課題 a – エントリのうち「Teacher note: indicate the dark」を含む行から始めてエントリの最後の行までを、空行を除いた番号付きリストとして示してください。

今日の一戦に、様々な応援団が集まった。
NTT野球部OBの計らいで、駒苫・東海大四・鵡川・旭川実業、
札幌第一、北海学園大学、札大・・・
どうも、どことは言わないけどだらしなく見える大学生が気になった。
野球人たるもの、普段の生活をしっかりしなければいけない。
高校生の方がきちんとしていて、余計に目立っていた。残念である。
野球関係者のみならず、全道からNTT社員も多数来ていた。
最後の戦いとあって、皆、その最後を見届けようと大集結!
昭和31年に、電電北海道野球部が創部。
昭和46年に、都市対抗全国大会に初めて駒を進める。
昭和52年、平成4年の2回、ベスト8に進出。
都市対抗全国大会に進出したのは、16回。
日本選手権全国大会に進出したのは、6回。
平成に入ってからのNTTは強かった(都市対抗)

データ抜粋 –
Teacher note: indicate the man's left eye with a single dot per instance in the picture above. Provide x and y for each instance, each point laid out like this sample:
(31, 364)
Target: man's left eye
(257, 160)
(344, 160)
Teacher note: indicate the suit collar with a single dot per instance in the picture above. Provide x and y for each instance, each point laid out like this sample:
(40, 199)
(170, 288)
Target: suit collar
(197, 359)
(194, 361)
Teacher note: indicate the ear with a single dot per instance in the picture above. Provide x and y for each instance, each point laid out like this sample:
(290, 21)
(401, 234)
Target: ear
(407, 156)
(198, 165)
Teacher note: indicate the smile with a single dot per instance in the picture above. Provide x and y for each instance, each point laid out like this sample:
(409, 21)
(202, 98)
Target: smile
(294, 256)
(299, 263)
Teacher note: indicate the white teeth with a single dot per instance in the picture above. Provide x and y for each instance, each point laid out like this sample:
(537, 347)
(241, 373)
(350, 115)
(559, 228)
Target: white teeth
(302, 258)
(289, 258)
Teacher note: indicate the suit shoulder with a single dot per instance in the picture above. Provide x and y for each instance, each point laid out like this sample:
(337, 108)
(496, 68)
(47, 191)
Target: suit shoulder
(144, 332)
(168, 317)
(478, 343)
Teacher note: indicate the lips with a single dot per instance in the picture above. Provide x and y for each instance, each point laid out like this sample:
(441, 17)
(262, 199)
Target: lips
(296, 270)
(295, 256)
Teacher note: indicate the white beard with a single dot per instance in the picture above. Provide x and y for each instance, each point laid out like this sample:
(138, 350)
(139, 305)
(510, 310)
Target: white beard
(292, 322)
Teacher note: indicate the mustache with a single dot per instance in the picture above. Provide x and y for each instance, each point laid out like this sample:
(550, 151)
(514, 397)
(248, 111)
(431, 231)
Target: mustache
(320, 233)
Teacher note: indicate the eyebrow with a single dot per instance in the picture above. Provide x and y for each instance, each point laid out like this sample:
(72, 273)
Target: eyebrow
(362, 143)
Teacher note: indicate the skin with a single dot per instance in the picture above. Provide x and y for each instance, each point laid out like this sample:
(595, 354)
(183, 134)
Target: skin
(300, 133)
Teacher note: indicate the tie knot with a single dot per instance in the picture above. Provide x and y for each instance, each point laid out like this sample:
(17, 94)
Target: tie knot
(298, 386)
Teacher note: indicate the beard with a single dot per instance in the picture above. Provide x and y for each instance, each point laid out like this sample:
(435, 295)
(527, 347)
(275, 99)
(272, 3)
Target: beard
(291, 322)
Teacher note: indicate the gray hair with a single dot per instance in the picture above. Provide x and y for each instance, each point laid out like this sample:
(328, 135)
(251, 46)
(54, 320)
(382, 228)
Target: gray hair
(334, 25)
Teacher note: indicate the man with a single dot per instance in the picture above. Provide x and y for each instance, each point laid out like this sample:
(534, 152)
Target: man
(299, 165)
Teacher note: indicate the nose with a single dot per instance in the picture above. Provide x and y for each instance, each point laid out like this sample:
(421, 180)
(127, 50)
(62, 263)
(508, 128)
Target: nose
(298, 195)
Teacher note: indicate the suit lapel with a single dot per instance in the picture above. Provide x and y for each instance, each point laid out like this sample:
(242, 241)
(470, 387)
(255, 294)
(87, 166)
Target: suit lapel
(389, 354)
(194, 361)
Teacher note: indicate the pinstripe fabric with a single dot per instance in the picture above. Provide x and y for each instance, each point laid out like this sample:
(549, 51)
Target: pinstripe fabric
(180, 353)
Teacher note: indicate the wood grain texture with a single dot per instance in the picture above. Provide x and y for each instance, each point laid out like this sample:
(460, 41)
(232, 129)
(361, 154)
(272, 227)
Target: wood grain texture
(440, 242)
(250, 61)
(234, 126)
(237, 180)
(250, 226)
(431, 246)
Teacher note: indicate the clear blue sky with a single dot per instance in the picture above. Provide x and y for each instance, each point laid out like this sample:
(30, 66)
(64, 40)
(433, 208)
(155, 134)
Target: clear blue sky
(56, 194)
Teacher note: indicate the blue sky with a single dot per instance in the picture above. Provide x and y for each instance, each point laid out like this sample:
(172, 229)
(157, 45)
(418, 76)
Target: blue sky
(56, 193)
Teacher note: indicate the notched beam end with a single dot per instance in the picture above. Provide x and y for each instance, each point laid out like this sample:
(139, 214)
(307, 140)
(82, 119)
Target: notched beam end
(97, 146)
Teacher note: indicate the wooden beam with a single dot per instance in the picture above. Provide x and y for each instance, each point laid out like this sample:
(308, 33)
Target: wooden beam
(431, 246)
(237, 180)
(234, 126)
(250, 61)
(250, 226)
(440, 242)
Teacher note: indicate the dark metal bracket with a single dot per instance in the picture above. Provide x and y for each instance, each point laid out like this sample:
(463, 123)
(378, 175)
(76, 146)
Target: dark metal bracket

課題 b – 本文に登場する、元号で表された年をすべて挙げてください。

回答 a –
1. Teacher note: indicate the dark metal bracket with a single dot per instance in the picture above. Provide x and y for each instance, each point laid out like this sample:
2. (463, 123)
3. (378, 175)
4. (76, 146)
5. Target: dark metal bracket

回答 b –
昭和31年
昭和46年
昭和52年
平成4年